* Entries provided:
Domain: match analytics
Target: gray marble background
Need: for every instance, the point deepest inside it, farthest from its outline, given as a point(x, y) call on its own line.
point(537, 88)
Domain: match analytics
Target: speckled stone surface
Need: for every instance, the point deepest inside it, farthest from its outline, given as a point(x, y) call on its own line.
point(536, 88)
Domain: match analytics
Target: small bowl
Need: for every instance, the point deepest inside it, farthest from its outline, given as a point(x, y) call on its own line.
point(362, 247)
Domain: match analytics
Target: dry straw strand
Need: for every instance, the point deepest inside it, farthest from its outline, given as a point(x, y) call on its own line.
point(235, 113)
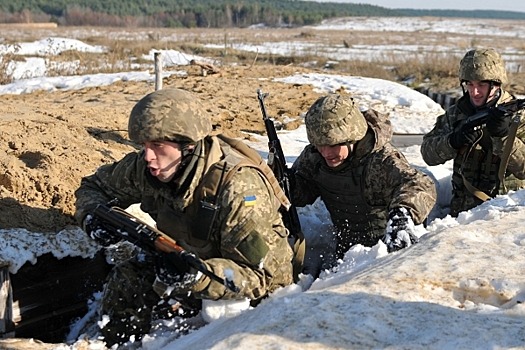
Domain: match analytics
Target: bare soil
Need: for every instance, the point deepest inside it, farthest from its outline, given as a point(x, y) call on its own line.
point(50, 140)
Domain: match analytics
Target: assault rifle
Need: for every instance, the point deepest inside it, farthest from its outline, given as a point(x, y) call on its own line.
point(277, 163)
point(506, 109)
point(127, 227)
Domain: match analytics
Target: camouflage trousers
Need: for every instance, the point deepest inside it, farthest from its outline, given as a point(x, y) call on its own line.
point(128, 301)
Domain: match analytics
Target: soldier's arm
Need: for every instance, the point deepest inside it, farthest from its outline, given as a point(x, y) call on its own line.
point(305, 190)
point(254, 249)
point(409, 187)
point(516, 164)
point(111, 181)
point(435, 148)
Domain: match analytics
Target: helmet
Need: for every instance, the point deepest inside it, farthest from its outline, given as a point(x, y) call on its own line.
point(482, 64)
point(334, 119)
point(169, 115)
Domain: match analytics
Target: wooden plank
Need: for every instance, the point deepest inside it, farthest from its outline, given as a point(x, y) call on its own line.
point(49, 295)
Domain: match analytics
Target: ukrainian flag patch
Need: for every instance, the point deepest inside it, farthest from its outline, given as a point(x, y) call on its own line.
point(249, 201)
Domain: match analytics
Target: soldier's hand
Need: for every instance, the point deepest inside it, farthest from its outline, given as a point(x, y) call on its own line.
point(400, 230)
point(498, 124)
point(98, 233)
point(462, 137)
point(173, 271)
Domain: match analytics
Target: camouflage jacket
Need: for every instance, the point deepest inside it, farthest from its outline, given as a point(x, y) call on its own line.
point(385, 180)
point(477, 165)
point(247, 239)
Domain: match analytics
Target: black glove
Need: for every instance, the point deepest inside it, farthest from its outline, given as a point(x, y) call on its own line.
point(172, 270)
point(400, 230)
point(98, 232)
point(498, 124)
point(462, 137)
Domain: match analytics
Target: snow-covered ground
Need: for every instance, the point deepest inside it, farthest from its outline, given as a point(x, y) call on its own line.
point(461, 287)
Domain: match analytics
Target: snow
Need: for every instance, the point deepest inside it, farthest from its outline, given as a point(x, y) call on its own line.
point(461, 287)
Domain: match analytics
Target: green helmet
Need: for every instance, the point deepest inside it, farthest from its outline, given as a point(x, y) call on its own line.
point(169, 115)
point(482, 64)
point(334, 119)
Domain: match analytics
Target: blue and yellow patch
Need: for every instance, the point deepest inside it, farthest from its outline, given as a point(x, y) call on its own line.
point(250, 201)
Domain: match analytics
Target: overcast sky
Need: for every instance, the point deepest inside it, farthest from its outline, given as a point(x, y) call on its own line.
point(504, 5)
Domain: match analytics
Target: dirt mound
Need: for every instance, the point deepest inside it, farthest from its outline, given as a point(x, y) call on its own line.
point(50, 140)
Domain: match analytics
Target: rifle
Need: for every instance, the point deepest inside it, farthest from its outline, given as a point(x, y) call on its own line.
point(481, 118)
point(277, 163)
point(125, 226)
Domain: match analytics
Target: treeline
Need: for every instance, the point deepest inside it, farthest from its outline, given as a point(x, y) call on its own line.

* Required task:
Write out the records above exactly as they appear, leaving out any pictures.

* Response to this exercise:
Domain: match analytics
Target: gray marble background
Need: for every instance, the point deepest inside it, farthest from its outline, given as a point(x, y) call on its own line.
point(537, 88)
Domain: match analytics
Target: speckled stone surface
Need: for every instance, the point deepest inside it, farthest from its outline, given as a point(x, y) call on its own line.
point(536, 88)
Domain: match analytics
Target: small bowl
Need: for every instance, the point deepest inside it, farthest from its outline, given as a point(x, y) call on its own line.
point(362, 247)
Domain: match analytics
Target: dry straw strand
Need: for every instance, the point deepest inside it, farthest from its outline, given as a point(x, y) call on its own line.
point(235, 113)
Domain: match analytics
Target: bare soil
Need: for every instance, the point deepest inside it, farthest from its outline, given as a point(x, y) call on its own line.
point(50, 140)
Domain: match analytics
Target: assault rifle
Need: for every instance, the point deepest inside it, farthest from its outline, given as a point(x, y) call on its own line.
point(277, 163)
point(506, 109)
point(127, 227)
Domain: match analytics
Target: camouflage trousers
Need: for every instance, the point deepest inside it, farthest from its outline, given as a point(x, y) call on its own line.
point(128, 301)
Domain: match analytics
Target: soldier's arm
Need: for every instance, the point deepest inside it, farthest from its outline, given as a point(x, y) call on its own line.
point(305, 190)
point(254, 249)
point(409, 187)
point(516, 164)
point(111, 181)
point(435, 148)
Domain: match analytics
Target: helmet
Need: for every instance, the point deepest inside it, farthest from its outline, given as a point(x, y) call on its own line.
point(482, 64)
point(334, 119)
point(169, 115)
Domain: match analytics
Target: wooden plank
Need: for every instance, the point deepest inside it, farthest from its outline, given as a point(x, y) call on its own line.
point(49, 295)
Domain: match analytics
Target: ukrainian flag patch
Need: for every instance, the point deepest inside it, farthest from its outline, given as a point(x, y) call on its own line.
point(249, 201)
Domain: match analytics
Target: soldier's hand
Need: for every instance, the point deepest inside it, farthest from its outline, given as a point(x, y) call on its own line.
point(400, 230)
point(498, 124)
point(98, 233)
point(462, 137)
point(173, 271)
Domain: match analytics
Target: camouflage jacket
Need: for every instance, the point deepest inside it, farthest from its outline, given as a point(x, y) call on its own line.
point(385, 180)
point(477, 165)
point(247, 239)
Domain: match analytics
Target: black glove
Need: for every instance, the point deepest inside it, farthest from its outline, given as a point(x, y) call on its own line.
point(172, 270)
point(400, 230)
point(98, 232)
point(498, 124)
point(462, 137)
Domain: match analytics
Target: snow-covered ground
Need: for every instance, the point deepest inside it, farthest from its outline, given as a point(x, y) call on its own line.
point(461, 287)
Domain: match analytics
Target: snow
Need: for every instance, the point deepest inside it, farthest from its outline, given as a point(x, y) call on its own line.
point(461, 287)
Domain: match analytics
Target: green helmet
Need: for every instance, the point deepest inside it, farthest from its outline, given as a point(x, y) call on its own line.
point(169, 115)
point(482, 64)
point(334, 119)
Domain: match analytics
Target: blue and yellow patch
Need: for every instance, the point deepest inside it, farthest from its outline, given as a point(x, y) call on its own line.
point(250, 201)
Domain: match analytics
Target: overcast sky
Need: for every instance, the point deepest inside it, farthest from its outline, given as a point(x, y) call on its own line.
point(504, 5)
Domain: match analytics
Target: dirt mound
Need: for every instance, the point deepest inside it, farthest from its outline, given as a point(x, y) call on its own line.
point(50, 140)
Domain: match analytics
Target: rifle
Need: for every instance, the point deepest inside it, farthest from its outline, given as a point(x, y) call on its own line.
point(481, 118)
point(277, 163)
point(125, 226)
Domain: match analytics
Target: treeline
Need: for every instance, the point deepest inside it, farthest from its outline, given as a point(x, y) call on its own line.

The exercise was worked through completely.